◆ YOUR INSTRUCTIONS
The full set of entries below, restated word for word and stripped of images, is the expected result.
START SOURCE RECORDS
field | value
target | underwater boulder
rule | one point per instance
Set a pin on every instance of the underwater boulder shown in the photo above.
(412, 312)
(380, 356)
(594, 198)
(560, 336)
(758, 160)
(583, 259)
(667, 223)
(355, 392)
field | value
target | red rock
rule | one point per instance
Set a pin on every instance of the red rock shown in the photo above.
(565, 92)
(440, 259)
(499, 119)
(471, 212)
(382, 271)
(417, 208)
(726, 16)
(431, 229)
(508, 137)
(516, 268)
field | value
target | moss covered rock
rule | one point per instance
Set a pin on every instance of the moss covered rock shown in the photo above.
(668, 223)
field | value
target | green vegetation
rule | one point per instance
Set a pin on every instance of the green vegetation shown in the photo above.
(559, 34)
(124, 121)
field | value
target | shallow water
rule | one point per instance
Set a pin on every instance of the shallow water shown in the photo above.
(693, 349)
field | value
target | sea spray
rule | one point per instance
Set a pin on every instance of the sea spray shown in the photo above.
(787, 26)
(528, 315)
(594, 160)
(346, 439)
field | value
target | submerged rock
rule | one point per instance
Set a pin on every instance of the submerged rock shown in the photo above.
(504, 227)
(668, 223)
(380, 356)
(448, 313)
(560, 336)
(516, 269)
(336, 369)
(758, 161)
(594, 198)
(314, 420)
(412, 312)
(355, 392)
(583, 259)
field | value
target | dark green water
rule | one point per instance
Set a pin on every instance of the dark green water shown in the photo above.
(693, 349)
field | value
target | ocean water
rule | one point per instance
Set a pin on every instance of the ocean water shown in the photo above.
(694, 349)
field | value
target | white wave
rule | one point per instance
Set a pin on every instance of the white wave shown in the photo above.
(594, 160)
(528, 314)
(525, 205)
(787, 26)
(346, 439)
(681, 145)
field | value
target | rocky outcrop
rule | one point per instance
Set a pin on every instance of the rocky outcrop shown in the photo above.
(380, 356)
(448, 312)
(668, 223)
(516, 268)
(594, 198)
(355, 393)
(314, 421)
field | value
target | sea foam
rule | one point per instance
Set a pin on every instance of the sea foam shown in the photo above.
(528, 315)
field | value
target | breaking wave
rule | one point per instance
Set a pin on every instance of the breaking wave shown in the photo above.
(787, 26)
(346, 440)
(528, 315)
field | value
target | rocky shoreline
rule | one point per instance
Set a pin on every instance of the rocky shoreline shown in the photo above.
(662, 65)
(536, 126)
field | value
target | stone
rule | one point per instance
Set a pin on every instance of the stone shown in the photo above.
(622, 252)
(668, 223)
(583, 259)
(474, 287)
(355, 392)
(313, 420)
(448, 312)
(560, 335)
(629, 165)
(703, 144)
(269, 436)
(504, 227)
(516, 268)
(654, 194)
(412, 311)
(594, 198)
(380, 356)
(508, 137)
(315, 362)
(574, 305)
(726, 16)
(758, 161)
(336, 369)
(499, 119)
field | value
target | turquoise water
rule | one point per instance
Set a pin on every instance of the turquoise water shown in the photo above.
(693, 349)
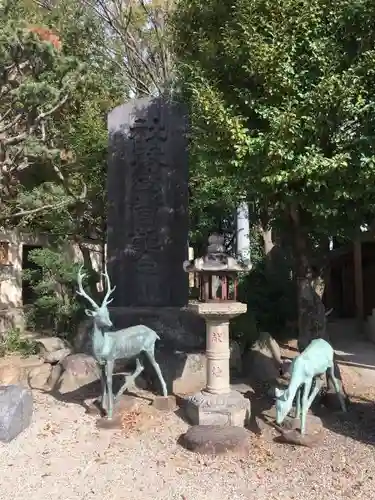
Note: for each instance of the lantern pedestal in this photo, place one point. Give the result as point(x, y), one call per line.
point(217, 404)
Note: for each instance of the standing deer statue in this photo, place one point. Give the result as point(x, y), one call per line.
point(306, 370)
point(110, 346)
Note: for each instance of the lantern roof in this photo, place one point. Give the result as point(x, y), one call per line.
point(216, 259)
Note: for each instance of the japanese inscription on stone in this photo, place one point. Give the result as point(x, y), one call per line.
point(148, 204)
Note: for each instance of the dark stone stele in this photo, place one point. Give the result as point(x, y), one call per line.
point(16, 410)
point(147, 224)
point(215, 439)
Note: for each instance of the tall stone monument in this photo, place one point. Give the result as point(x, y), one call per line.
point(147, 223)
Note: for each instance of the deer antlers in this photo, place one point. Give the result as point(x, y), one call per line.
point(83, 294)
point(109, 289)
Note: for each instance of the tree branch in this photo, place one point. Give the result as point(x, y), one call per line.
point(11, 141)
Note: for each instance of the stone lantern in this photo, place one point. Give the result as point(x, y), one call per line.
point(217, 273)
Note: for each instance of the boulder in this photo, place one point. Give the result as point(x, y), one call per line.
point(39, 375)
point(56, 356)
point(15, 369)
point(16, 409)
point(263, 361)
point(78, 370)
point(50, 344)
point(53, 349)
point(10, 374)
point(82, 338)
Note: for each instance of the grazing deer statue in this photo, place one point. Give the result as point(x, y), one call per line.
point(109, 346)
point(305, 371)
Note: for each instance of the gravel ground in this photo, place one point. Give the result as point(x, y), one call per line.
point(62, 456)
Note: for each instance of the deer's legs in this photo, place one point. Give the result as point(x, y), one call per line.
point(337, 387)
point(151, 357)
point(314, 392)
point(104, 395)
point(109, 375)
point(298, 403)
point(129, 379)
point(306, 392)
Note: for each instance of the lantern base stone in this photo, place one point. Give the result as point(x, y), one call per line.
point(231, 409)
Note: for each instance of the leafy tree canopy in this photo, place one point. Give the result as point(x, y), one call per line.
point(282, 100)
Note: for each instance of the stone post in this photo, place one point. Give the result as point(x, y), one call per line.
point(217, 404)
END SOURCE RECORDS
◆ ANSWER BOX
field | value
target | underwater boulder
rule | one point per instance
Set a pin on every instance of the underwater boulder shown in the photo above.
(412, 312)
(380, 356)
(594, 198)
(560, 336)
(758, 160)
(583, 259)
(667, 223)
(355, 392)
field | value
target | red rock
rule | one point per instance
Set a pin on every instance of the red rock shown in the photo above.
(565, 92)
(440, 259)
(499, 119)
(471, 212)
(382, 271)
(417, 208)
(726, 16)
(431, 229)
(508, 137)
(516, 268)
field | value
target | moss covered rock
rule | one point per instance
Set a pin on every instance of the moss covered rock shown in the photo above.
(668, 223)
field | value
target | green vegetation
rule | one point per instance
Set a pin on every instance of the green vegetation shown in the photo above.
(559, 34)
(124, 121)
field | value
target | shallow water
rule | one point per instance
Set a pin on every instance of the shallow water shown in the photo above.
(693, 349)
field | value
target | sea spray
rule | one point per instance
Set a pin on every instance of the sea spray shown in the photo above.
(787, 26)
(528, 315)
(594, 160)
(346, 439)
field | value
target | submerged rock
rule | one point per instance
Set a pin on every instance of the submerged rock shown in the photo above.
(504, 227)
(668, 223)
(380, 356)
(448, 313)
(560, 336)
(516, 269)
(336, 369)
(758, 161)
(594, 198)
(314, 420)
(412, 312)
(355, 392)
(583, 259)
field | value
target | dark green water
rule | one point per instance
Set a pin on every instance of the dark green water shown in the photo above.
(693, 349)
field | value
target | ocean water
rule | one point per instance
Set a pin on every instance of the ocean water shown in the photo above.
(694, 349)
field | value
target | white wave
rule | one point per instance
Set a pin on every instance of the white wave shown in the photo above.
(594, 160)
(528, 314)
(525, 205)
(787, 26)
(346, 439)
(681, 145)
field | value
target | rocky outcrop
rule | one point per instance
Set a pin on every instance of the rocky outcrop shown in the photo above.
(380, 356)
(448, 312)
(668, 223)
(516, 268)
(594, 198)
(355, 393)
(314, 421)
field | value
target | sea foam
rule | one point per instance
Set a pin on every instance of the sea foam shown in the photo above.
(528, 315)
field | value
target | breaking wave
rule | one point per instance
Set a pin on every instance of the breaking wave shown in the photo above.
(787, 26)
(346, 440)
(528, 315)
field | value
target | rocky shoreline
rule | one point per instance
Set a pin on every instance of the rocky shoreline shown in the photo above.
(662, 65)
(536, 126)
field | value
target | stone
rule | one point per instance
Set a pin on every instance of the stone shown in the photo above.
(622, 252)
(668, 223)
(583, 259)
(474, 287)
(355, 392)
(313, 420)
(448, 312)
(560, 335)
(629, 165)
(703, 144)
(269, 436)
(504, 227)
(516, 268)
(654, 194)
(412, 311)
(594, 198)
(380, 356)
(508, 137)
(315, 362)
(574, 305)
(726, 16)
(758, 161)
(336, 369)
(499, 119)
field | value
target | turquoise water
rule | one point per instance
Set a pin on every instance of the turquoise water shown in the photo above.
(693, 349)
Note: for each instance of the lantern pedestal in this photo, place one point. Give the result as point(x, y), one call per line.
point(217, 404)
Note: for each instance of the standing deer statue in this photo, place one point. Give the result as point(x, y), one call per line.
point(306, 370)
point(110, 346)
Note: for each instance of the lantern roof in this photo, place one point. Give the result as point(x, y), one call per line.
point(216, 259)
Note: for each instance of the japanese inscription on stone in this photo, place one point. Give the result as point(x, y), one call per line.
point(148, 204)
Note: for each instance of the dark stone stele in this photo, place one point. Give the result as point(x, y), one call per line.
point(16, 410)
point(147, 224)
point(215, 439)
Note: for each instance of the tall stone monument in this photo, place one point. Give the result as point(x, y), one call per line.
point(147, 223)
Note: for each instance of the deer antlers in this photo, place one point. Give the result as point(x, y), one call per line.
point(83, 294)
point(109, 289)
Note: for each instance of the tree branch in this photo, place one point. Give the result as point(x, y), one call per line.
point(11, 141)
Note: for each instance of the stone lantern in this photo, place one point. Give the result as point(x, y), one call per line.
point(217, 273)
Note: for each instance of the boulder in this photo, place one point. Give the result as point(x, y), one call per line.
point(39, 375)
point(56, 356)
point(15, 369)
point(16, 409)
point(263, 361)
point(78, 370)
point(50, 344)
point(53, 349)
point(10, 374)
point(82, 338)
Note: for each instance of the grazing deer statue in this photo, place one point. Give the result as point(x, y), one call per line.
point(109, 346)
point(305, 371)
Note: for each instance of the gravel ground in this photo, place one point. Give the result as point(x, y), one call per line.
point(62, 456)
Note: for each instance of the deer's legs in this photo, place one point. Give the result as point(x, y), one call per line.
point(337, 387)
point(151, 357)
point(314, 392)
point(104, 395)
point(109, 375)
point(298, 403)
point(129, 379)
point(306, 392)
Note: for each instance of the lantern base stone in this photo, place one point. Give the result as point(x, y), one call per line.
point(231, 409)
Note: for each instance of the leafy tree canopy in this photo, place one point. Give the result as point(x, y), one call per line.
point(282, 100)
Note: for each instance of the stone post in this photo, place one point. Give the result as point(x, y), one call per line.
point(217, 404)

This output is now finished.